▶ [Exercise requirements]: Please output exactly the run of lines that starts at the line with "Intersection-audit request. Target: blue jeans" and ends at the last line of the records below.

▶ [Data for this exercise]:
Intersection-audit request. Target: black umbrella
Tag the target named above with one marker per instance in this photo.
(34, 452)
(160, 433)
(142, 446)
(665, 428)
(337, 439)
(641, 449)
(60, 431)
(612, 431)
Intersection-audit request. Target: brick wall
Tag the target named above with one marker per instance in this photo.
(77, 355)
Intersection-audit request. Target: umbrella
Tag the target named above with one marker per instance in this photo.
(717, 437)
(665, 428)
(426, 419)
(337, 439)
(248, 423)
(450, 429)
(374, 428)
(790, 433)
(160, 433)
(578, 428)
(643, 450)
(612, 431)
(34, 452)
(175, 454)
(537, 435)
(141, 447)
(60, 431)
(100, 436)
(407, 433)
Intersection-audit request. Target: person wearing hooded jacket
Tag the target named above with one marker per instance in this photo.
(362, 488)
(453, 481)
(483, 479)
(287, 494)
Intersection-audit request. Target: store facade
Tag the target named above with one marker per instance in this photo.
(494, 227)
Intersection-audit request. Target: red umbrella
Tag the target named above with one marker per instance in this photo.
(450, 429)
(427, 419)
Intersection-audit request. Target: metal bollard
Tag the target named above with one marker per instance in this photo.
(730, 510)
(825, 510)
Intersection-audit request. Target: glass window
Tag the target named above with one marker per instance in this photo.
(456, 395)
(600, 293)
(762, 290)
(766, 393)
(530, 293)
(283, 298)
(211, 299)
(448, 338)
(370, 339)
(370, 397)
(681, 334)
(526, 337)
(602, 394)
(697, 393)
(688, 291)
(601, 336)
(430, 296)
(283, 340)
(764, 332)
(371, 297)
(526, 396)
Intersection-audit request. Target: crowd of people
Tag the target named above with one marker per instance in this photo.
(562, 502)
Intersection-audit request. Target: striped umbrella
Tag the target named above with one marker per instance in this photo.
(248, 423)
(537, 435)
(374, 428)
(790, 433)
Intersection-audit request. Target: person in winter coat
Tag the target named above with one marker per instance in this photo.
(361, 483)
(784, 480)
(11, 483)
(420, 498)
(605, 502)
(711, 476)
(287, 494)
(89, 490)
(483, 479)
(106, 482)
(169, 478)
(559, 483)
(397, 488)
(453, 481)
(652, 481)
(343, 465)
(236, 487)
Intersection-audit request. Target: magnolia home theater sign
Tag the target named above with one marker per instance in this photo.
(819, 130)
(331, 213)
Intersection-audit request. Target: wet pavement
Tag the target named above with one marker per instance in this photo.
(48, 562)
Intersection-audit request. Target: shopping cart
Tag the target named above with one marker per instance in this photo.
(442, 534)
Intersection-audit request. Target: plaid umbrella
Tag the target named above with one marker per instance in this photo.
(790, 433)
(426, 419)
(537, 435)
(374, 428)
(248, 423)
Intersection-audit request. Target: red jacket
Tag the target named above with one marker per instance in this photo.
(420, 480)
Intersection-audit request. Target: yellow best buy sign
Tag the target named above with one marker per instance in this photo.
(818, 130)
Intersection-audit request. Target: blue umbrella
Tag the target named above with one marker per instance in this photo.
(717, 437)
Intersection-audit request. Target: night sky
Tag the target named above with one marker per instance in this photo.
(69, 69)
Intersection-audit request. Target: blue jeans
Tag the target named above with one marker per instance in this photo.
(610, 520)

▶ [Answer section]:
Intersection-audit request. Target: blue jeans
Tag the target named above with one marker per instance in this photo.
(610, 520)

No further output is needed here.